# Exercise goal:
Give back all of the material below word for word, without the pictures.

# Supplied entries:
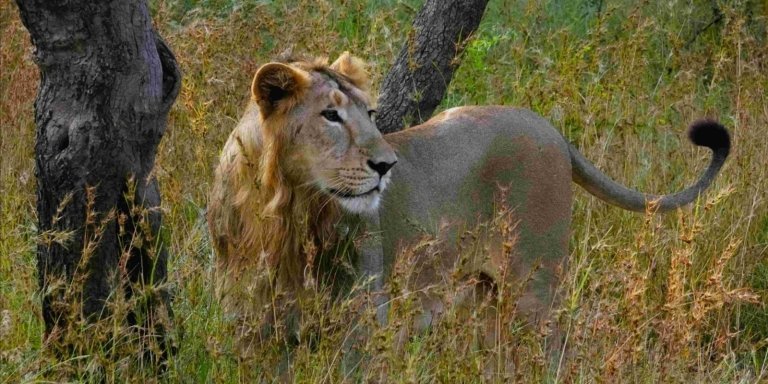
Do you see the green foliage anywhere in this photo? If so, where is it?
[0,0,768,382]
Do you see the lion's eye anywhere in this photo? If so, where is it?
[320,109,343,123]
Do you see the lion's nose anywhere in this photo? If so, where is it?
[368,160,397,176]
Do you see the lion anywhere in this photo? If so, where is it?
[208,52,730,344]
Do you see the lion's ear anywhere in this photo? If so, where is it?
[331,51,370,91]
[251,63,312,117]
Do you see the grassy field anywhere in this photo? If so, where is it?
[0,0,768,383]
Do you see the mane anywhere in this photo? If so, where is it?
[209,59,342,300]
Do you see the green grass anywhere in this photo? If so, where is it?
[0,0,768,382]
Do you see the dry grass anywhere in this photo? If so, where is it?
[0,0,768,382]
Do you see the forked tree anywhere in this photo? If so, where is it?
[16,0,487,364]
[17,0,181,356]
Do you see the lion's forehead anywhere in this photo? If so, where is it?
[312,70,371,108]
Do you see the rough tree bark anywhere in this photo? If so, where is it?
[376,0,488,133]
[17,0,181,354]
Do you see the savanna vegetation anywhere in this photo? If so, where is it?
[0,0,768,383]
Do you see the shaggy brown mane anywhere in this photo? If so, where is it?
[208,55,367,308]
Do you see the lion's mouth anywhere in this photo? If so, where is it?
[328,185,381,199]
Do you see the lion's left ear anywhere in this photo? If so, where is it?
[331,51,371,91]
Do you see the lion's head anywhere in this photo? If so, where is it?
[251,52,397,213]
[208,53,397,307]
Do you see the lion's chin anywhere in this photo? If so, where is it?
[336,192,381,215]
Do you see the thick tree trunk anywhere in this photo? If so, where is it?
[376,0,488,133]
[17,0,181,354]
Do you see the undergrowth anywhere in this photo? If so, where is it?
[0,0,768,382]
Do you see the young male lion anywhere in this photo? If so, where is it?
[208,53,730,348]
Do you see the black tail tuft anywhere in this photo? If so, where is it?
[688,120,731,157]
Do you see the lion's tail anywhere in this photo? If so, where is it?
[569,120,731,212]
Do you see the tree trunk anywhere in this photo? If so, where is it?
[17,0,181,356]
[376,0,488,133]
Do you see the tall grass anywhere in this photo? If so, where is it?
[0,0,768,382]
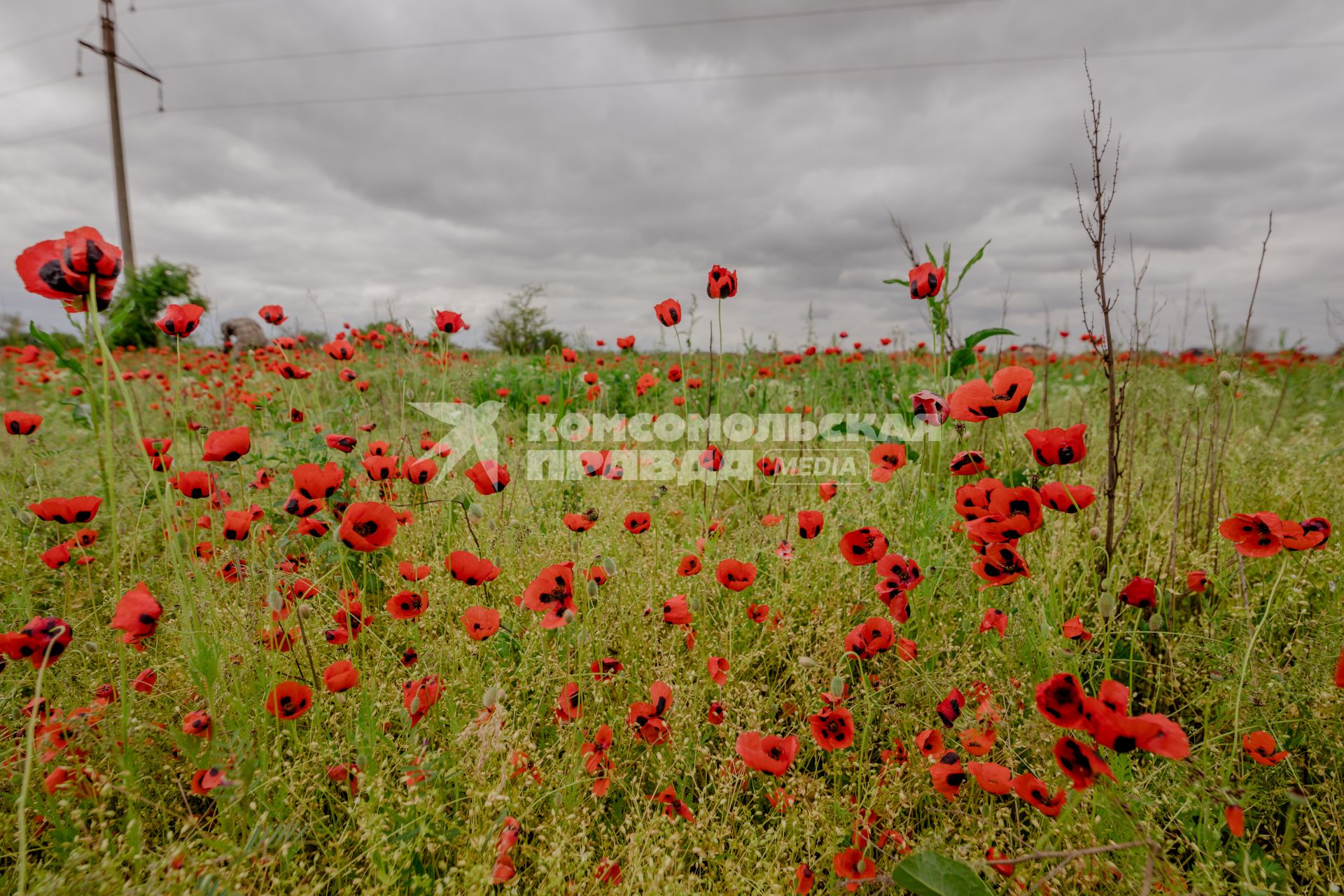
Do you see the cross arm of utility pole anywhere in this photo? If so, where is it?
[79,41,162,83]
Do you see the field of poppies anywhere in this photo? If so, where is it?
[0,228,1344,896]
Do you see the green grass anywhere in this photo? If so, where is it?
[0,337,1344,893]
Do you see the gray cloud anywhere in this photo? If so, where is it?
[0,0,1344,349]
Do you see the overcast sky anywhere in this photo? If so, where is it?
[0,0,1344,349]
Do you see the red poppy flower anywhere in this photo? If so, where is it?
[323,659,359,693]
[444,551,500,587]
[266,681,313,720]
[466,461,510,494]
[966,762,1012,797]
[714,557,757,591]
[4,411,42,435]
[181,709,214,738]
[327,433,358,454]
[15,227,121,312]
[970,544,1031,587]
[704,265,738,298]
[653,298,681,326]
[191,766,228,797]
[980,607,1008,638]
[155,302,206,339]
[844,617,895,659]
[1284,516,1331,551]
[552,681,583,725]
[28,496,102,525]
[257,305,289,326]
[0,617,74,669]
[1223,806,1246,838]
[929,750,966,802]
[462,607,500,640]
[808,706,855,752]
[868,442,906,470]
[434,312,472,335]
[384,589,428,620]
[1218,513,1303,557]
[1023,423,1087,466]
[1054,736,1116,790]
[937,688,966,728]
[111,582,164,650]
[1036,672,1087,728]
[1119,575,1157,610]
[907,262,948,300]
[200,426,251,462]
[949,367,1036,423]
[840,525,887,567]
[337,501,396,554]
[625,681,672,747]
[1242,731,1287,766]
[402,676,440,728]
[910,390,948,426]
[1012,775,1068,818]
[1059,617,1093,640]
[735,731,798,778]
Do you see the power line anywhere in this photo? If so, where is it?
[159,0,1002,70]
[0,23,89,52]
[165,41,1344,111]
[0,75,79,99]
[0,41,1344,148]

# Output:
Do you see the green foliage anywhere in this photo? If so, where is it?
[0,0,768,382]
Do you see the lion's eye anywhere in this photo? If so, where is it?
[320,109,343,123]
Do you see the lion's nose anywhere in this photo? If so, where is it?
[368,160,397,176]
Do you see the lion anywhere in this photo? If so, where is it?
[208,52,730,344]
Do you see the lion's ear anywhere in this photo? If so, where is it?
[331,51,370,91]
[251,63,312,117]
Do you see the grassy field anywhere in this photo? If so, where is it?
[0,0,768,383]
Do you see the mane anywhere in this photo? If so, where is it?
[209,59,342,300]
Do you see the green grass anywhere in this photo? If so, where is it?
[0,0,768,382]
Do you see the dry grass anywhere in this photo? If so, where is it?
[0,0,768,382]
Do you see the forked tree anywhere in this photo? If so, where is it?
[16,0,487,364]
[17,0,181,356]
Do you see the lion's forehead anywhere in this photo? If so, where is it?
[312,70,371,108]
Do you see the rough tree bark anywhere in this photo? If so, where is it?
[376,0,488,133]
[17,0,181,354]
Do you see the savanna vegetation anywhere in this photo? If so, where is it?
[0,0,768,383]
Do you see the shaggy brown mane anywhere in this photo? If so, where is it?
[208,55,367,308]
Do you see the lion's mouth anywhere in this photo? If so, where is it?
[328,185,381,199]
Do you see the lion's left ear anywhere in this photo? If so, where is it?
[331,51,371,91]
Do you see the lion's head anywhere in this photo? If so, where is it?
[251,52,397,213]
[208,53,397,307]
Do you see the lion's chin anywhere in this photo? If so, where is it?
[336,192,381,215]
Do you see the thick tree trunk anywhere in this photo? If so, where is it?
[376,0,488,133]
[17,0,181,354]
Do you see the undergrowth anywhere in this photo? If so, where is it?
[0,0,768,382]
Do you see the young male lion anywhere in this photo? If so, where is it?
[208,53,730,348]
Do you see the black tail tuft anywhere in this photo? If so, where is it?
[688,120,731,157]
Do you see the lion's tail anywhere in this photo? If so, where is it?
[569,120,731,212]
Do you see the tree trunk anywhere in this photo? If so, where is it?
[17,0,181,356]
[376,0,488,133]
Do you see the tall grass anywhere in this photo? If so, where is it?
[0,0,768,382]
Do you see the cross arm of utility pole anywhere in this photo? If so, where is it?
[79,41,162,83]
Do you see the field of poppies anywhere in this photo? If so, where is it?
[0,228,1344,896]
Do you see the green grass anywhere in this photo? If so, where is it?
[0,337,1344,893]
Do you see the gray cloud anywhere in this photo? If so, where is it?
[0,0,1344,349]
Do you see the overcast sky anywhere in this photo? If so, where is it?
[0,0,1344,349]
Do you see the red poppy flower anywhere in this photo? If so, where is it?
[323,659,359,693]
[444,551,500,587]
[266,681,313,720]
[466,461,510,494]
[966,762,1012,797]
[714,557,757,591]
[4,411,42,435]
[181,709,214,738]
[327,433,358,454]
[15,227,121,312]
[970,544,1031,587]
[704,265,738,298]
[653,298,681,326]
[191,766,228,797]
[980,607,1008,638]
[155,302,206,339]
[844,617,895,659]
[1284,516,1331,551]
[552,681,583,725]
[28,496,102,525]
[257,305,289,326]
[0,617,74,669]
[1223,806,1246,838]
[929,750,966,802]
[462,607,500,640]
[808,706,855,752]
[868,442,906,470]
[434,312,472,335]
[384,589,428,620]
[1218,513,1303,557]
[1023,423,1087,466]
[1054,736,1116,790]
[937,688,966,728]
[111,582,164,650]
[1036,672,1087,728]
[1119,575,1157,610]
[907,262,948,300]
[200,426,251,462]
[949,367,1036,423]
[840,525,887,567]
[337,501,396,554]
[625,681,672,747]
[1242,731,1287,766]
[402,676,440,728]
[910,390,948,426]
[1012,775,1068,818]
[1059,617,1093,640]
[735,731,798,778]
Do you see the power line anywhere in this photo? If so, where is it?
[159,0,1002,70]
[0,23,89,52]
[165,41,1344,111]
[0,75,79,99]
[0,41,1344,148]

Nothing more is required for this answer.